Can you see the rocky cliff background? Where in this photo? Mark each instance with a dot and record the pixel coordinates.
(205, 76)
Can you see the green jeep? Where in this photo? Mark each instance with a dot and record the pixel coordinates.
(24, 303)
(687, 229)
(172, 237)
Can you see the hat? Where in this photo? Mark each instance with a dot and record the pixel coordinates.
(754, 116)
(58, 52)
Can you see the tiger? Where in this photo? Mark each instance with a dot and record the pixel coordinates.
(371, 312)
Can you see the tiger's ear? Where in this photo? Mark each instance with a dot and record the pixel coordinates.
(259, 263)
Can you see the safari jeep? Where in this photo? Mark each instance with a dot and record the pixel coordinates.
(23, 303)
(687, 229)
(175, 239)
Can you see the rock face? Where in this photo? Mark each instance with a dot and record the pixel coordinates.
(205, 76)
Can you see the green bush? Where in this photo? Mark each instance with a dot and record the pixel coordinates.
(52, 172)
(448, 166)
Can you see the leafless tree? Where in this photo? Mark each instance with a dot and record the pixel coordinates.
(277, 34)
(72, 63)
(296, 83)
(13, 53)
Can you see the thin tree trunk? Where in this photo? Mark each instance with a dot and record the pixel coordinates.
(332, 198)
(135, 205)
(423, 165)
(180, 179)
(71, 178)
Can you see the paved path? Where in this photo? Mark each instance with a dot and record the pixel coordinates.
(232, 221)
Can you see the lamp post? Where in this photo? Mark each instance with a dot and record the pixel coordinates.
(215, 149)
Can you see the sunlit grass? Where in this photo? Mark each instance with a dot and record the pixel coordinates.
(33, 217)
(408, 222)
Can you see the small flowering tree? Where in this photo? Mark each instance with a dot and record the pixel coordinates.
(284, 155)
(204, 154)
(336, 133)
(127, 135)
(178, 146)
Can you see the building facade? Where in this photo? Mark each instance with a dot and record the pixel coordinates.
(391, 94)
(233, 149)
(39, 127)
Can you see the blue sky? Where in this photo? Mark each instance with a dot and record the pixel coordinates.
□ □ □
# The request:
Could you return every line of the data above, word for word and in the same order, with nothing changed?

# Solution:
Can you see the rocky cliff background? Where in this photo? Mark each instance with a dot and record the pixel coordinates.
(205, 76)
Can you see the green jeep? Where in this photo? Mark each instance with a dot and record the pixel coordinates.
(24, 303)
(687, 229)
(172, 237)
Can you see the hat? Where in this photo? Mark each instance with a dot and record the pixel coordinates.
(754, 116)
(58, 52)
Can you see the tiger? Where in this photo? Mark each instance with a dot and record the pixel coordinates.
(371, 312)
Can you see the tiger's ear? Where in this photo? Mark each instance with a dot and record the pixel coordinates.
(259, 263)
Can you see the safari jeep? Where in this photo? Mark each instance with a dot and record the pixel coordinates.
(23, 303)
(687, 229)
(175, 239)
Can you see the rock face? Where in this photo? Mark each instance with a dot and record the pixel coordinates.
(205, 76)
Can you see the green bush? Where in this photo? Mark each instance with a dot and record the pixel coordinates.
(52, 172)
(448, 166)
Can you see the leafless tree? Where in this photo? Mark each instance with a dot and record the pixel coordinates.
(277, 34)
(72, 63)
(296, 83)
(13, 53)
Can you see the thin tree trunk? Where in this photo? Mark each instance with a dot and record the pixel coordinates.
(332, 198)
(135, 205)
(423, 165)
(180, 179)
(71, 178)
Can you see the paved path? Where in this photo? Mark each instance with a dot and record the pixel coordinates.
(232, 221)
Can you see the lamp post? Where in this photo? Mark each instance with a dot and record the pixel coordinates.
(215, 149)
Can you see the sunlit grass? Where in this photo? Mark each instance with a dot and record the pixel coordinates.
(33, 217)
(408, 222)
Can you see the small flowering tree? Where in this photo? Mark each instance with a dot and record the pixel coordinates.
(284, 155)
(204, 154)
(336, 133)
(127, 135)
(178, 146)
Can you see the building facade? Where in this photo? Mark each instance with a dot and record the pixel coordinates.
(391, 94)
(233, 149)
(39, 127)
Can you see the blue sky? Where in this photo? Mark each instance with a dot and record the pixel coordinates.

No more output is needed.